ACTIVITY 1:
Say whether each statement agrees with the passage on the government shutdown. Answer yes or no, and quote the words that decide it: (a) More than 800,000 federal workers went without a paycheck. (b) Contract workers receive back pay. (c) From the beginning, Trump tied the shutdown to the government's attack on immigrants.
ACTIVITY 2:
Transcribe the part of the passage on the government shutdown that opens with the words containing "From the beginning, Trump" and closes with "neither do you.".
ACTIVITY 3:
Write the next part of the passage on the government shutdown, starting after its final sentence.

GIVEN PASSAGE:
= = = =
PHOTO/SUNDRY PHOTOGRAPHY, SHUTTERSTOCK

 
The truth of this shutdown is that it’s actually not about a wall. … The truth is, this shutdown is about the erosion of American democracy and the subversion of our most basic governmental norms. – Rep. Alexandria Ocasio-Cortez, in her first speech in the U.S. House of Representatives
As we go to press, the government shutdown is at least temporarily halted. In no small part, this resulted from protests across the country demanding that the shutdown end. Non-federal workers joined in. There was talk of a general strike.
More than 800,000 federal workers went without a paycheck. Many were forced to work without pay. Many went without needed medication. Some risked becoming homeless. Contract workers get no back pay. Millions of people who urgently need food assistance and medical care worried if they would lose their benefits. Why?
From the beginning, Trump tied the shutdown to the government’s ongoing attack on immigrants. But the shutdown is an ominous escalation of an ongoing narrative. The separating of immigrant families, the caging of children, the Muslim ban, the fear-mongering about MS13, the supposed need for “border security”—all of it has been designed to dehumanize a section of our people and divide us. That division, that stripping people of their human rights, is setting the stage for all of us to lose our rights. Trump was so determined to carry out this divide and conquer strategy that he was willing to shut the government down over it. Trump’s message to federal employees: the women and children seeking a better life who are jailed at the border have no rights, and neither do you.
= = = =
SUPPLIED MATERIAL:
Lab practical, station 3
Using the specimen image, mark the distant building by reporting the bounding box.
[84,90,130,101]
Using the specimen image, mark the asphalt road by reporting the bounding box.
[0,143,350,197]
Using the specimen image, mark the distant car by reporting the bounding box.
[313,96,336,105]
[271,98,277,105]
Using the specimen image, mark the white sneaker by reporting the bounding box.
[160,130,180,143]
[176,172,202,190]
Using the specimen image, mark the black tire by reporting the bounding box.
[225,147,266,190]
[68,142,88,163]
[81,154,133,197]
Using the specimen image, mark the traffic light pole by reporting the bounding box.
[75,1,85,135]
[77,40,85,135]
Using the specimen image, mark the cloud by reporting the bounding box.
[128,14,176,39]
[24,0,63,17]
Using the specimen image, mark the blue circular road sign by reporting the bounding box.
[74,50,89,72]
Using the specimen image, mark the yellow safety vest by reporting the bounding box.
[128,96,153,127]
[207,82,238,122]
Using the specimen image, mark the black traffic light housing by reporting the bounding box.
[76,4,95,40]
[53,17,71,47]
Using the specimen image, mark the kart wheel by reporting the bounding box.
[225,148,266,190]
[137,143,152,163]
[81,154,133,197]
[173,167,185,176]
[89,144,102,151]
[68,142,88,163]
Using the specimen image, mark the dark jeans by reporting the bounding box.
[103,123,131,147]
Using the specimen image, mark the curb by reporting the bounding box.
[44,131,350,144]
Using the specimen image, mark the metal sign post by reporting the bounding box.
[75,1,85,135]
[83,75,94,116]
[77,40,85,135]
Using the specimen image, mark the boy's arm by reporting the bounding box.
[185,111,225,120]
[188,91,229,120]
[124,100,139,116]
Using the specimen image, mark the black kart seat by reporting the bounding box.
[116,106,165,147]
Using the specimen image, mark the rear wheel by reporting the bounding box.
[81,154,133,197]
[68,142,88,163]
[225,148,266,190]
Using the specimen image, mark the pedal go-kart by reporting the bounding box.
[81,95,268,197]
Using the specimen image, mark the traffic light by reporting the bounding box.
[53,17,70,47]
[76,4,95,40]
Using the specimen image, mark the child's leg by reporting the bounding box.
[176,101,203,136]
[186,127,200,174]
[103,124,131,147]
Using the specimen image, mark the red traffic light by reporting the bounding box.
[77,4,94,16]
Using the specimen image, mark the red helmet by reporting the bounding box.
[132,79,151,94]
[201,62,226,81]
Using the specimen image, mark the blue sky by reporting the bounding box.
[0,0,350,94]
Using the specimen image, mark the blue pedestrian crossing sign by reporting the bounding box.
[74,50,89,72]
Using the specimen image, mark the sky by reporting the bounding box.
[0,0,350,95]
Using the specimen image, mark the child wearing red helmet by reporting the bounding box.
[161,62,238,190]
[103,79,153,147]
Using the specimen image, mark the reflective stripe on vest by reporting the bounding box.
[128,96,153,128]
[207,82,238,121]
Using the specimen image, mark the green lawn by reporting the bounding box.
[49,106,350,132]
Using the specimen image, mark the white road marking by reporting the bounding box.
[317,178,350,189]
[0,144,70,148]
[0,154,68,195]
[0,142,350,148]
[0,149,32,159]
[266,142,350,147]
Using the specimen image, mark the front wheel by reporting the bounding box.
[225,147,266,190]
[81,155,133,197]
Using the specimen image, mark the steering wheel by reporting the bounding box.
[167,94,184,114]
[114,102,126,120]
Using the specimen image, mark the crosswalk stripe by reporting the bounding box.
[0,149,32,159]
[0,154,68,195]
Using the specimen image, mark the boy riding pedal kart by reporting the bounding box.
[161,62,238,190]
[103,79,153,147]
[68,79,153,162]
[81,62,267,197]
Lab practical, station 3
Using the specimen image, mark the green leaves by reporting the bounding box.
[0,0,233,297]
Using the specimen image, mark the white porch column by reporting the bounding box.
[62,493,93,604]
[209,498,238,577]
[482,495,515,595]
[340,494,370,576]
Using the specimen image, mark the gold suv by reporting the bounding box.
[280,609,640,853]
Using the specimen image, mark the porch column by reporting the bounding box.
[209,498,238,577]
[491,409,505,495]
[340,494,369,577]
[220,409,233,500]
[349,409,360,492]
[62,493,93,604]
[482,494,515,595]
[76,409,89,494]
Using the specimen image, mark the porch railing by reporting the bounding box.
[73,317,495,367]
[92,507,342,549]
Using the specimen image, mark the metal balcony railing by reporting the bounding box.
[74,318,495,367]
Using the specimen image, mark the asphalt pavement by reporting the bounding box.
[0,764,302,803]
= = = =
WRITTEN RESPONSE 1:
(a) Yes: "More than 800,000 federal workers went without a paycheck."
(b) No: "Contract workers get no back pay."
(c) Yes: "From the beginning, Trump tied the shutdown to the government’s ongoing attack on immigrants."

WRITTEN RESPONSE 2:
From the beginning, Trump tied the shutdown to the government’s ongoing attack on immigrants. But the shutdown is an ominous escalation of an ongoing narrative. The separating of immigrant families, the caging of children, the Muslim ban, the fear-mongering about MS13, the supposed need for “border security”—all of it has been designed to dehumanize a section of our people and divide us. That division, that stripping people of their human rights, is setting the stage for all of us to lose our rights. Trump was so determined to carry out this divide and conquer strategy that he was willing to shut the government down over it. Trump’s message to federal employees: the women and children seeking a better life who are jailed at the border have no rights, and neither do you.

WRITTEN RESPONSE 3:
The dehumanizing of immigrants began before Trump, but it escalated with Trump, and he has made it the centerpiece of an effort to replace democracy with a corporate dictatorship. For millions of people across this country, the shutdown is a rude awakening. It is transmitting a sharp, clear message from the billionaire ruling class of the United States to the working class, especially those who are more and more relying on scanty government programs for their survival. That message screams: “We care nothing about you, whether you’re an immigrant worker or a federal employee. We will do whatever we must do to preserve our profits and power in a changing world. If we have to suspend the constitution or impose a police state, so be it.” Democracy is being eliminated to contain dissent.
As we go to press, it’s not known what will be the outcome. We must strenuously reject any “compromise” which undermines democratic rights, including the rights of immigrants. We cannot allow the corporate leaders of the Democratic Party to buckle and fund a wall—even a partial wall. We cannot give Trump permission to continue dehumanizing immigrants. If we are to prevent our country from becoming a full-blown dictatorship, we must see the immigrant workers as what they are: part of our people, united with the rest of us in a fight to build a new society that serves the people, not the billionaires.